◆ **LIST OF TASKS**
• a. List the conditions the writer who had a screen replaced arranged in advance with the shop, as stated in the repair-shop discussion.
• b. Copy the repair-shop discussion word for word from "Then, he straight" to "test it myself.".
* START TEXT *
I spilled soda on my mac once, and took it to the repair shop. the receptionist there asked me for my password. I laughed and I said of course not. she was shocked and asked: well, how are we going to test the new keyboard. I don't know maybe try to type random things in the password field?


I had this EXACT experience just this month. I went to have a screen replaced and I even explained (and apologized for the inconvenience) that I was very security focused. I set it up in advance so that would perform the repair in front of me, that the device wouldn't be plugged into any of their computers, and it wasn't to be taken out of sight.

Then, he straight up asked me for my password, "most customers write their password down so we can test that it works."

I feel a little bad because the look I must have given him was pretty absurd. I told him no, I'll just take the risk and test it myself.


What if they install the keyboard but the drivers fail? Won't they need the admin password in order to complete the job?


They have physical access to the device. They can enter recovery mode by holding down command r when restarting. It gives them a different copy of the os with multiple apps that you can type in (like the terminal) and would allow superuser access to whatever they wanted, however your encrypted home directory would remain encrypted and they would not be able to read it. In the olden days you would stick in a recovery cd and reboot onto that... you could also (historically and presently) stick a USB drive into the thing and boot into an os on that.... NEVER give out your password.
* END TEXT *
* START DATASET EXCERPT *
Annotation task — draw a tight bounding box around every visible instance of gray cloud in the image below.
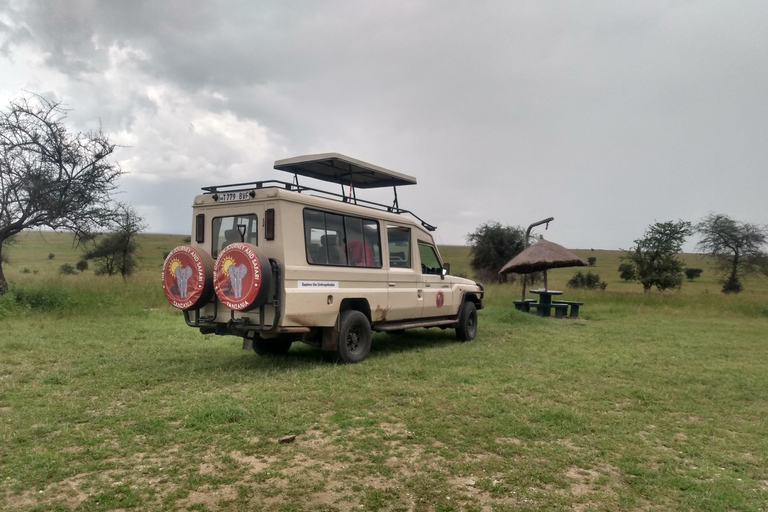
* END DATASET EXCERPT *
◆ **ANSWER SET**
• a.
- The repair would be performed in front of the writer.
- The device would not be plugged into any of the shop's computers.
- The device would not be taken out of sight.

• b.
Then, he straight up asked me for my password, "most customers write their password down so we can test that it works."

I feel a little bad because the look I must have given him was pretty absurd. I told him no, I'll just take the risk and test it myself.